[STATED EXERCISE]
Would you retype, word for word, the line with "Each instance of the hazy" and every line after it through the end of the records below?

[TASK INPUTS]

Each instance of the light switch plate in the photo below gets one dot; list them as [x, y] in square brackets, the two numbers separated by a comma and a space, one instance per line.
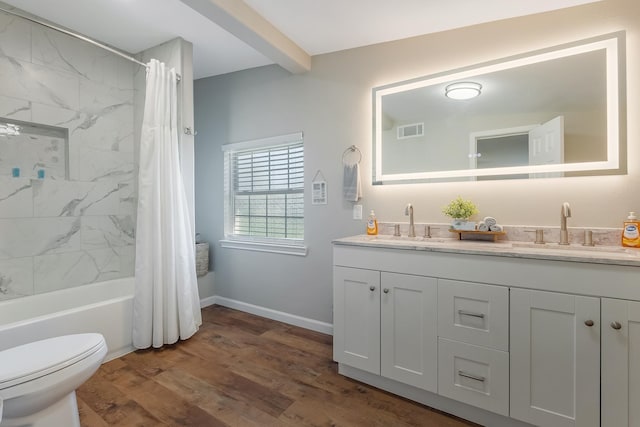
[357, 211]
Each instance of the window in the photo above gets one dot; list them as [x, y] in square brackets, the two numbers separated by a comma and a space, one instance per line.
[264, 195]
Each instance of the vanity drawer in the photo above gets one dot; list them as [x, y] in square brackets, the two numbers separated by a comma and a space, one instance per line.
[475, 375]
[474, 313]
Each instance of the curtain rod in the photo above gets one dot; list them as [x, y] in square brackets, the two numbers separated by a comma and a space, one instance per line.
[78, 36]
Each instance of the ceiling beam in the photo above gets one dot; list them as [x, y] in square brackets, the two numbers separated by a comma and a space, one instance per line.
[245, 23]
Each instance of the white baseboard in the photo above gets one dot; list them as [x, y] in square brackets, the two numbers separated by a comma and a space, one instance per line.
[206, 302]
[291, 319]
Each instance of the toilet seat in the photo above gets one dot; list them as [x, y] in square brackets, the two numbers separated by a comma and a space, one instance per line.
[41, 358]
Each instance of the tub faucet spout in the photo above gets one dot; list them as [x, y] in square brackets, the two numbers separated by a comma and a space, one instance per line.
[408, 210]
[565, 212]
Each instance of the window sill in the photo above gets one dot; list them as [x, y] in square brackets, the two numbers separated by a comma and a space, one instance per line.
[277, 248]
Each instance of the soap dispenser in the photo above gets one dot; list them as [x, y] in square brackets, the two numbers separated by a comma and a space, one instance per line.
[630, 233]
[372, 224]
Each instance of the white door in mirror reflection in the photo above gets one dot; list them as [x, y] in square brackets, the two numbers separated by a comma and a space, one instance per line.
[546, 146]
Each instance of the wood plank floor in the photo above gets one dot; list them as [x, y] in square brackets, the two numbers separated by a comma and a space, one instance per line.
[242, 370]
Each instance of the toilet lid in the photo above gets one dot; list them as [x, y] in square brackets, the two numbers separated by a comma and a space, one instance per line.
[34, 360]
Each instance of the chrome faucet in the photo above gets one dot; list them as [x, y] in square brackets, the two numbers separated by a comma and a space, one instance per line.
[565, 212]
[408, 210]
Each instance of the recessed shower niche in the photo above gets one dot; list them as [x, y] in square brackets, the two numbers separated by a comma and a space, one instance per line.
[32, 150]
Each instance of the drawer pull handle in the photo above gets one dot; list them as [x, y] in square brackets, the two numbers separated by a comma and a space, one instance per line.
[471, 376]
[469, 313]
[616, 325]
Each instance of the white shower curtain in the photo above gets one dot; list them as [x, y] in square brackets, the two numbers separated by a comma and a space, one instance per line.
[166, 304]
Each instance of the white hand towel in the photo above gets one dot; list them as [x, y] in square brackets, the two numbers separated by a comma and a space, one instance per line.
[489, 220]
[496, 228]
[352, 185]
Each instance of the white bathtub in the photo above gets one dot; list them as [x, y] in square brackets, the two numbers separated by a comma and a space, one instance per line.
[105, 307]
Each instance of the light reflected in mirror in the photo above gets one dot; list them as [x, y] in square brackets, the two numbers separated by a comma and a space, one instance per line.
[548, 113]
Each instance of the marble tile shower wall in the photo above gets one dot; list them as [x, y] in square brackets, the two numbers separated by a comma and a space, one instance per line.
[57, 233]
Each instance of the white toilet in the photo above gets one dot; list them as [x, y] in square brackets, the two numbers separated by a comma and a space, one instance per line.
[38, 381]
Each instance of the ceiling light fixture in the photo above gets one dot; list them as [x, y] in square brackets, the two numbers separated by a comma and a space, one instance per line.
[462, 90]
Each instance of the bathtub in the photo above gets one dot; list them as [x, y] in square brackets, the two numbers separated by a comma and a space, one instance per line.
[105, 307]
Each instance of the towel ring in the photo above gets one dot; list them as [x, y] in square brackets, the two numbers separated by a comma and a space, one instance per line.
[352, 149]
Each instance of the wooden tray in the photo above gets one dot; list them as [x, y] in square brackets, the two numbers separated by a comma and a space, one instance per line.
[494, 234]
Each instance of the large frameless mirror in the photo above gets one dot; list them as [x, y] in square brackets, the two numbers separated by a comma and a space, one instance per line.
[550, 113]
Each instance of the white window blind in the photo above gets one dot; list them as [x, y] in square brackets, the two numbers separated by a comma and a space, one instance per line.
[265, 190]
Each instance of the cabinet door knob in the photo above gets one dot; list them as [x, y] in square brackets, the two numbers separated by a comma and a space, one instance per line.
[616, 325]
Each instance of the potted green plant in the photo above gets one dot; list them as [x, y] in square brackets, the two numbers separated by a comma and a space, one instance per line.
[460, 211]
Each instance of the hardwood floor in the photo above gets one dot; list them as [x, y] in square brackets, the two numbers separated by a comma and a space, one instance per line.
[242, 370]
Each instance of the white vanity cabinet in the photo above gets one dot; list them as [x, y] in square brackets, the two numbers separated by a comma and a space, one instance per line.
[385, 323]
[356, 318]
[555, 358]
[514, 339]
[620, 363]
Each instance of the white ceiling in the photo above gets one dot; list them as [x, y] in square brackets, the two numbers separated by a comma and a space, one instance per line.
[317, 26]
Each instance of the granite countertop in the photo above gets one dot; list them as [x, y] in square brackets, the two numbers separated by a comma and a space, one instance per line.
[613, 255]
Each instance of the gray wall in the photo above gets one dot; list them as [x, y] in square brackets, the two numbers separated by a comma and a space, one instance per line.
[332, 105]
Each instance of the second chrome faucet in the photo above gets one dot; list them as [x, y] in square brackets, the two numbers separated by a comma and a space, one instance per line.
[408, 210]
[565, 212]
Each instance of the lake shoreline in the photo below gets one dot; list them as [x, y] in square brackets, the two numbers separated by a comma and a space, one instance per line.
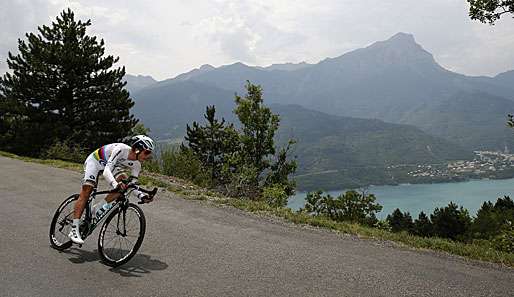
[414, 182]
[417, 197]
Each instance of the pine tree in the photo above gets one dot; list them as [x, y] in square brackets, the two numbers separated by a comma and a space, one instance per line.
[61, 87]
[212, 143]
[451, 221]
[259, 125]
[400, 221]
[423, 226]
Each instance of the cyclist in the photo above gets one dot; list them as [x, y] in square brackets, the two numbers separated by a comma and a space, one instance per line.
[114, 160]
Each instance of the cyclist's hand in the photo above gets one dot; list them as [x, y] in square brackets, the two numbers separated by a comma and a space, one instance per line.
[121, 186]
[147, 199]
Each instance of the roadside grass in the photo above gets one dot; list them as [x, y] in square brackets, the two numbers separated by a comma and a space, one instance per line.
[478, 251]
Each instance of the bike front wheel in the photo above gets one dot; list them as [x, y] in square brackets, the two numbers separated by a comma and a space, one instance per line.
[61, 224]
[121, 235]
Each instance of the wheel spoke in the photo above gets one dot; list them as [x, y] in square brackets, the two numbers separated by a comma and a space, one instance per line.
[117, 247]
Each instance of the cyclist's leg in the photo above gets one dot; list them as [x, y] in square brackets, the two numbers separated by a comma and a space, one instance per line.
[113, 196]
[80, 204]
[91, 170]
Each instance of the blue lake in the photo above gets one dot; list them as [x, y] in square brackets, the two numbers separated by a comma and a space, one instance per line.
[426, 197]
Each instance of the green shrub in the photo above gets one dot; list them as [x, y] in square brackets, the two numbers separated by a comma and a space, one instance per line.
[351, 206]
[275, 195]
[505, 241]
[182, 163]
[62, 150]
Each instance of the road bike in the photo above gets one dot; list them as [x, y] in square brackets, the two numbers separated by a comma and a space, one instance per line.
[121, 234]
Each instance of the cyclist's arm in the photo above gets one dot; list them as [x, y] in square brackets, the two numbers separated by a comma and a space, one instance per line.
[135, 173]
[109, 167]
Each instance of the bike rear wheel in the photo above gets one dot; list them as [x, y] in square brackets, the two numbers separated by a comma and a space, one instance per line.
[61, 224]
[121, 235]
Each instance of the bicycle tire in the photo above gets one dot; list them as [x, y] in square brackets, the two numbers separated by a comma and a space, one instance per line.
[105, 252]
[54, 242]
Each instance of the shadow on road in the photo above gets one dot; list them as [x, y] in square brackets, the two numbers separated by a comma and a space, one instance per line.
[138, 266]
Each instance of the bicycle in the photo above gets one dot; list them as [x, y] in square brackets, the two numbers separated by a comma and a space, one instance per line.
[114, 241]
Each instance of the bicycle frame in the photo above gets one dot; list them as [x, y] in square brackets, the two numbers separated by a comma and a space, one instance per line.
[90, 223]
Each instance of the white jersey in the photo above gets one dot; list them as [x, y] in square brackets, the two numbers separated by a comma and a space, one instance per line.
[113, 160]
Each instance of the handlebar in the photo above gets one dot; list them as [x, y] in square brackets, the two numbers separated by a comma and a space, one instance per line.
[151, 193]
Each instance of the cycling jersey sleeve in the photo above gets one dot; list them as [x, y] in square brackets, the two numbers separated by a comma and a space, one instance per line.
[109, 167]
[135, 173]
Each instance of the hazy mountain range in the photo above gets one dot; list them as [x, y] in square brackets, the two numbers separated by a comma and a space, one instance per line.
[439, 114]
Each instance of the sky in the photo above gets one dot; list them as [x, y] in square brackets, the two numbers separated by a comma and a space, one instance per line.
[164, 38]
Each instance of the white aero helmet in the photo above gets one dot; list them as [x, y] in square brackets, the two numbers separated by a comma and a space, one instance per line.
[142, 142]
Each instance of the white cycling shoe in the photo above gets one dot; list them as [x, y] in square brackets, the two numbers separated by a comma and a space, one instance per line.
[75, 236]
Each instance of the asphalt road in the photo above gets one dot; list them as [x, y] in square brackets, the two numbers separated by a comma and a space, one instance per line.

[PROBLEM SOLUTION]
Each instance of the hazy mountain range in the photo above gets one dot; list them as [x, y] in square brackets, the two numbers separated by a comma and a space, one instance per line.
[439, 114]
Each instance of the sky in the photo above gets one dot; list them as [x, y] in square brackets, the two numbers separated by a comma and a space, one instance per line.
[164, 38]
Each instance of the white aero helmet in the photo above gets one dot; list them as [x, y] in square brackets, the two numbers separated by a comma and a space, one instance per line.
[142, 142]
Each instance of the white cycling shoe in the photo above gets one dot; list them as [x, y] in square brackets, the two numbers separated by a comma and a space, one instance per line.
[75, 236]
Each instance of the asphalt road in the photo above gets one dot; list them as [x, y] in square brackets, the two numbers separated by a comma and a space, one instance per line.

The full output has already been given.